(Action item): Keeping each word and mark in place, write out the full listing once more.

(Material provided):
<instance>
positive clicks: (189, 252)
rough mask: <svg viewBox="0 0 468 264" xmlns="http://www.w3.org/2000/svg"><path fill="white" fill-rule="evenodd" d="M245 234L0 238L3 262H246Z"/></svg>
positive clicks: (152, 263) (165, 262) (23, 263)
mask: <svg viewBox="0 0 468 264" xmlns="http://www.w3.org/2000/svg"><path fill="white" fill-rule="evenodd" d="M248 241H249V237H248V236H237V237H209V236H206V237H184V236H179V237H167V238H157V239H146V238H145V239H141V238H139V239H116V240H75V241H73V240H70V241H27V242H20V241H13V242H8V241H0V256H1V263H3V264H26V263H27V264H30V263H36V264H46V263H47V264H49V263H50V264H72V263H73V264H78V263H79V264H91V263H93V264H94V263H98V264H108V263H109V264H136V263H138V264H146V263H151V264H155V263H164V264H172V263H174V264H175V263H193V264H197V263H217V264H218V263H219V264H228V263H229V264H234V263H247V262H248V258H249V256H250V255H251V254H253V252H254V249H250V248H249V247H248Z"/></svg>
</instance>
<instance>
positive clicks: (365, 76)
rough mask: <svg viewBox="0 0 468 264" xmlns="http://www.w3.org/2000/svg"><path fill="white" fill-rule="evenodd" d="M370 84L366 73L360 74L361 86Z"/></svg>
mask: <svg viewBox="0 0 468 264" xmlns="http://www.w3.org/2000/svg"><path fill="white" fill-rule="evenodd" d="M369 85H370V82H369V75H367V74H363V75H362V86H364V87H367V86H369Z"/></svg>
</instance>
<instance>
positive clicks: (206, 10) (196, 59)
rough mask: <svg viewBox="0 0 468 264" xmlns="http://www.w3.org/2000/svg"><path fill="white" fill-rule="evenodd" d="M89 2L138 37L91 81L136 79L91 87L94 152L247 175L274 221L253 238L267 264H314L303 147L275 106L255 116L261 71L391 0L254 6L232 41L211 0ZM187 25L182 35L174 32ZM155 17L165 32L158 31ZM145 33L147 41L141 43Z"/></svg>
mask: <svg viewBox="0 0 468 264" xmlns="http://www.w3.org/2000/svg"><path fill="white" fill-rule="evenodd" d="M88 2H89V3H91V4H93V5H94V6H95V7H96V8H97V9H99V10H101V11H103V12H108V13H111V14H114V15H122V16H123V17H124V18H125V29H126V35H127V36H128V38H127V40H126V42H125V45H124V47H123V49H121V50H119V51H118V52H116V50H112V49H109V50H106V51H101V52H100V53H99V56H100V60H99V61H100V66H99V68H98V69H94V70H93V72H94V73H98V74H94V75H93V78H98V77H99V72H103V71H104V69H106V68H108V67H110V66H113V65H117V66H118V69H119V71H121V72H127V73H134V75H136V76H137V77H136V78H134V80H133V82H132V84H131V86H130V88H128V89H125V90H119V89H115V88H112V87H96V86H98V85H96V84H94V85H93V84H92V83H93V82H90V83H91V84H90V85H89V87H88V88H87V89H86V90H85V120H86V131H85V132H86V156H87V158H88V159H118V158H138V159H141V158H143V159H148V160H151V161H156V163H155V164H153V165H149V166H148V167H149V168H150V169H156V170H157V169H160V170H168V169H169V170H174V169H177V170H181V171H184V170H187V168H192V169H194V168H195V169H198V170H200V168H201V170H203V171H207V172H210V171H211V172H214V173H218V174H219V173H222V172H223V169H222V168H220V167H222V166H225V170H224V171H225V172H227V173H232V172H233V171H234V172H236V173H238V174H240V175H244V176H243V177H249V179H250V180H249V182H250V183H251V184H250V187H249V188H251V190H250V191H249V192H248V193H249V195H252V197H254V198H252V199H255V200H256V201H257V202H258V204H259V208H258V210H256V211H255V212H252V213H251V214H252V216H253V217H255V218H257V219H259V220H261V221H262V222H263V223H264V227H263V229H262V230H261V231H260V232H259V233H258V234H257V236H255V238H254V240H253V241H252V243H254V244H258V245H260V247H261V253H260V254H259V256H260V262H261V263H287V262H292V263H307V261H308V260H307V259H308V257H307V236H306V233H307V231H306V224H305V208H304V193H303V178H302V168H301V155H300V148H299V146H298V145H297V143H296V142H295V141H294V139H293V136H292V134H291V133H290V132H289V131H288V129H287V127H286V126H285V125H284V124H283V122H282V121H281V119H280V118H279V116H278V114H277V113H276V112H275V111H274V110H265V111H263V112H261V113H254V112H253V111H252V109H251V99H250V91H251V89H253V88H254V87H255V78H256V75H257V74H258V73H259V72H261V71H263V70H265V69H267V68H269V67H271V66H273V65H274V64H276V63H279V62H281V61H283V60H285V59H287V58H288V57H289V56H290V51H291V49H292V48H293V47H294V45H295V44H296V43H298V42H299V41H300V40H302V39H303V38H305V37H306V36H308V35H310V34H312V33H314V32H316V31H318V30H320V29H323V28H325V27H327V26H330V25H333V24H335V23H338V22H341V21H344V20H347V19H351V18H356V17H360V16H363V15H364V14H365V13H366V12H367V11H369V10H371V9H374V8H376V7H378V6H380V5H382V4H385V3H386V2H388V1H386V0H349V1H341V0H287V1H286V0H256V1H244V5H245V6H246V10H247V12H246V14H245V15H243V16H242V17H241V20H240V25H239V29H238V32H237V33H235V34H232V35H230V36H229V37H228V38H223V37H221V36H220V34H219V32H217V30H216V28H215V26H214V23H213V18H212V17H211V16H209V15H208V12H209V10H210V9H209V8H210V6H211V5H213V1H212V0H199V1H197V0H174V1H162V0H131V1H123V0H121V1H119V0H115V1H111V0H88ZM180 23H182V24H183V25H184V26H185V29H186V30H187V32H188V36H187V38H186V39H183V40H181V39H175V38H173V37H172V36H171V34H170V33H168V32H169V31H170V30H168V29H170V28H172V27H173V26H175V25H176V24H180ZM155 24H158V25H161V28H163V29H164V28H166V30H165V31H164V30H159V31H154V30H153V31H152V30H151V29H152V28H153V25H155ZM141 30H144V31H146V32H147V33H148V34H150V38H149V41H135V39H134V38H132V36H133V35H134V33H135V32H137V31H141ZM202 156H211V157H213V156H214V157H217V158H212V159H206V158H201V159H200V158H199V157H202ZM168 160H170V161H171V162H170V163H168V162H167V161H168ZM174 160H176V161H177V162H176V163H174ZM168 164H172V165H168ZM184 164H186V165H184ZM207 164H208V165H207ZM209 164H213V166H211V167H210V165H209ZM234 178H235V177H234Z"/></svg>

(Output for this exercise):
<instance>
positive clicks: (189, 252)
rough mask: <svg viewBox="0 0 468 264" xmlns="http://www.w3.org/2000/svg"><path fill="white" fill-rule="evenodd" d="M245 234L0 238L3 262H246Z"/></svg>
positive clicks: (152, 263) (165, 262) (23, 263)
mask: <svg viewBox="0 0 468 264" xmlns="http://www.w3.org/2000/svg"><path fill="white" fill-rule="evenodd" d="M248 241H249V237H248V236H237V237H209V236H206V237H184V236H179V237H167V238H157V239H146V238H145V239H141V238H139V239H116V240H75V241H73V240H70V241H27V242H20V241H13V242H8V241H0V256H1V263H3V264H26V263H27V264H30V263H36V264H46V263H47V264H49V263H50V264H72V263H73V264H78V263H79V264H91V263H93V264H94V263H98V264H108V263H109V264H136V263H138V264H146V263H151V264H155V263H164V264H172V263H174V264H175V263H193V264H197V263H217V264H218V263H219V264H228V263H229V264H234V263H247V262H248V258H249V256H250V255H251V254H253V252H254V249H250V248H249V247H248Z"/></svg>
</instance>
<instance>
positive clicks: (365, 76)
rough mask: <svg viewBox="0 0 468 264" xmlns="http://www.w3.org/2000/svg"><path fill="white" fill-rule="evenodd" d="M370 84L366 73L360 74L361 86Z"/></svg>
mask: <svg viewBox="0 0 468 264" xmlns="http://www.w3.org/2000/svg"><path fill="white" fill-rule="evenodd" d="M369 85H370V82H369V75H367V74H363V75H362V86H364V87H367V86H369Z"/></svg>
</instance>
<instance>
positive clicks: (206, 10) (196, 59)
rough mask: <svg viewBox="0 0 468 264" xmlns="http://www.w3.org/2000/svg"><path fill="white" fill-rule="evenodd" d="M89 2L138 37L91 81L136 79L91 87L94 152L247 175L274 221L253 238L267 264H314L303 147L275 106L255 116L261 71L391 0L254 6L232 41L211 0ZM187 25L182 35L174 32ZM155 17L165 32L158 31ZM145 33L147 41L141 43Z"/></svg>
mask: <svg viewBox="0 0 468 264" xmlns="http://www.w3.org/2000/svg"><path fill="white" fill-rule="evenodd" d="M88 2H89V3H91V4H93V5H94V6H95V7H96V8H97V9H99V10H101V11H103V12H108V13H111V14H114V15H122V16H123V17H124V18H125V29H126V35H127V36H128V38H127V40H126V42H125V45H124V47H123V49H121V50H119V51H118V52H116V50H112V49H109V50H106V51H101V52H100V53H99V56H100V60H99V61H100V66H99V68H98V69H94V70H93V72H94V73H98V74H94V75H93V78H98V77H99V72H103V71H104V69H106V68H108V67H110V66H113V65H117V66H118V69H119V71H121V72H127V73H134V75H136V76H137V77H136V78H134V80H133V82H132V84H131V86H130V88H128V89H125V90H119V89H115V88H112V87H96V86H98V85H96V84H94V85H93V84H92V83H93V82H90V83H91V84H90V85H89V87H88V88H87V89H86V90H85V120H86V131H85V132H86V156H87V158H88V159H118V158H138V159H141V158H143V159H148V160H151V161H156V163H155V164H153V165H149V166H148V167H149V168H150V169H156V170H157V169H160V170H168V169H169V170H174V169H177V170H181V171H184V170H187V168H192V169H194V168H195V169H198V170H200V168H201V170H203V171H207V172H210V171H211V172H214V173H218V174H219V173H222V172H223V169H222V168H220V167H222V166H225V170H224V171H225V172H227V173H232V172H233V171H234V172H236V173H238V174H240V175H244V176H243V177H249V179H250V180H249V182H250V183H251V184H250V187H249V188H251V190H250V191H249V192H248V193H249V195H252V197H254V198H252V199H255V200H256V201H257V202H258V204H259V208H258V210H256V211H255V212H252V213H251V214H252V216H253V217H255V218H257V219H259V220H261V221H262V222H263V223H264V227H263V229H262V230H261V231H260V232H259V233H258V234H257V236H255V238H254V240H253V241H252V243H254V244H258V245H260V247H261V253H260V254H259V256H260V262H261V263H287V262H292V263H307V261H308V260H307V259H308V257H307V236H306V233H307V231H306V224H305V208H304V193H303V178H302V168H301V155H300V148H299V146H298V145H297V143H296V142H295V141H294V139H293V136H292V134H291V133H290V132H289V131H288V129H287V127H286V126H285V125H284V124H283V122H282V121H281V119H280V118H279V116H278V114H277V113H276V112H275V111H274V110H265V111H263V112H261V113H254V112H253V111H252V109H251V99H250V91H251V89H253V88H254V87H255V78H256V75H257V74H258V73H259V72H261V71H263V70H265V69H267V68H269V67H271V66H273V65H274V64H276V63H279V62H281V61H283V60H285V59H287V58H288V57H289V56H290V51H291V49H292V48H293V47H294V45H295V44H296V43H298V42H299V41H300V40H302V39H303V38H305V37H306V36H308V35H310V34H312V33H314V32H316V31H318V30H320V29H323V28H325V27H327V26H330V25H333V24H335V23H338V22H341V21H344V20H347V19H351V18H356V17H360V16H363V15H364V14H365V13H366V12H367V11H369V10H371V9H374V8H376V7H378V6H380V5H382V4H385V3H386V2H388V1H386V0H349V1H341V0H287V1H286V0H256V1H244V5H245V6H246V10H247V12H246V14H245V15H243V16H242V17H241V20H240V25H239V29H238V32H237V33H235V34H232V35H230V36H229V37H228V38H223V37H221V36H220V34H219V32H217V30H216V28H215V26H214V23H213V18H212V17H211V16H209V15H208V12H209V10H210V9H209V8H210V6H211V5H213V1H212V0H199V1H197V0H174V1H162V0H131V1H123V0H121V1H119V0H115V1H111V0H88ZM180 23H182V24H183V25H184V26H185V29H186V30H187V32H188V36H187V38H186V39H183V40H181V39H175V38H173V37H172V36H171V34H170V33H168V32H169V31H170V30H168V29H170V28H172V27H173V26H175V25H176V24H180ZM155 24H158V25H161V28H163V29H164V28H166V30H165V31H164V30H159V31H154V30H153V31H152V30H151V29H152V28H153V25H155ZM141 30H144V31H146V32H147V33H148V34H150V38H149V41H135V39H134V38H132V36H133V35H134V33H135V32H137V31H141ZM202 156H211V157H213V156H214V157H217V158H212V159H206V158H201V159H200V158H199V157H202ZM168 160H170V161H171V162H170V163H168V162H167V161H168ZM174 160H176V161H177V162H176V163H174ZM168 164H172V165H168ZM184 164H186V165H184ZM207 164H208V165H207ZM209 164H213V166H211V167H210V165H209ZM234 178H235V177H234Z"/></svg>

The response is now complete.